* TAREAS:
1. Resume en dos oraciones el texto sobre san Bonifacio.
2. Copia del texto sobre san Bonifacio el fragmento que va entre "El titulo de" y "de los francos.", ambos incluidos, y sustituye en él "Santa Sede" por "Sede Apostólica".

* TEXTO:

El titulo de «Apóstol de Alemania» corresponde particularmente a san Bonifacio, porque si bien Baviera y el Valle del Rin ya habían aceptado el cristianismo antes de su época y algunos misioneros habían predicado ya en otras partes, sobre todo en Turingia, a él le pertenece el crédito por haber evangelizado y civilizado sistemáticamente las grandes regiones centrales de Alemania, por haber fundado y organizado iglesias y por haber creado una jerarquía bajo la jurisdicción directa de la Santa Sede. Otra de las grandes obras del santo, casi tan importante como la anterior, aunque no tan generalmente reconocida, fue la regeneración de la Iglesia de los francos.
Bonifacio o Winfrido, para darle el nombre que se le impuso en el bautismo, nació alrededor del 680, probablemente en Crediton del Devonshire. A la edad de cinco años, luego de escuchar la conversación de algunos monjes que se hospedaron en su casa, decidió llegar a ser como ellos y, al cumplir los siete, sus padres le enviaron a estudiar a un monasterio cerca de Exeter. Unos siete años más tarde, se trasladó a la abadía de Nursling, en la diócesis de Winchester. Ahí se convirtió en el discípulo dilecto del sabio abad Winberto y, luego de completar sus estudios, se le nombró director de la escuela. Su habilidad para la enseñanza, unida a su simpatía personal, aumentaron el número de alumnos, para cuyo beneficio el santo escribió la primera gramática latina que se haya hecho en Inglaterra. Sus alumnos le respetaban y le escuchaban con entusiasmo; durante sus clases, tomaban notas que luego estudiaban asiduamente y hacían circular entre sus compañeros. A la edad de treinta años Winfrido recibió las órdenes sacerdotales y entonces encontró nuevos campos para desarrollar su talento, en los sermones e instrucciones que indefectiblemente extraía de la Biblia, un libro que leyó y estudió con deleite durante toda su vida.

* MATERIAL PROPORCIONADO:
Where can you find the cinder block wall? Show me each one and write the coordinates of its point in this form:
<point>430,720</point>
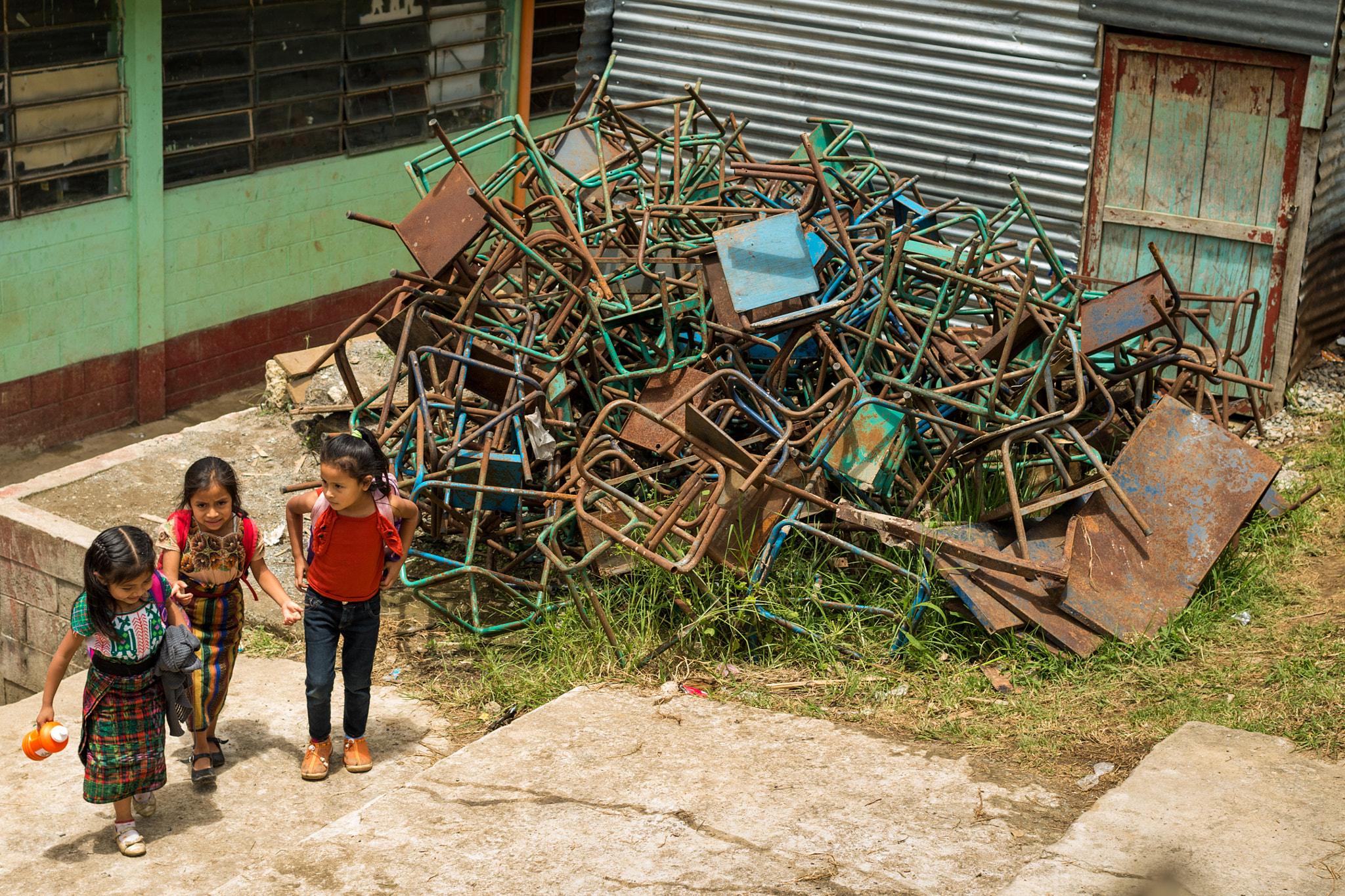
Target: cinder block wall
<point>41,576</point>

* RESULTADOS DEL EJERCICIO:
1. San Bonifacio recibe el título de «Apóstol de Alemania» por haber evangelizado sistemáticamente las regiones centrales de Alemania, fundado iglesias y creado una jerarquía bajo la Santa Sede, además de regenerar la Iglesia de los francos. Nacido como Winfrido hacia el 680, se formó en monasterios cerca de Exeter y en Nursling, donde dirigió la escuela y escribió la primera gramática latina hecha en Inglaterra, y a los treinta años fue ordenado sacerdote.

2.
El titulo de «Apóstol de Alemania» corresponde particularmente a san Bonifacio, porque si bien Baviera y el Valle del Rin ya habían aceptado el cristianismo antes de su época y algunos misioneros habían predicado ya en otras partes, sobre todo en Turingia, a él le pertenece el crédito por haber evangelizado y civilizado sistemáticamente las grandes regiones centrales de Alemania, por haber fundado y organizado iglesias y por haber creado una jerarquía bajo la jurisdicción directa de la Sede Apostólica. Otra de las grandes obras del santo, casi tan importante como la anterior, aunque no tan generalmente reconocida, fue la regeneración de la Iglesia de los francos.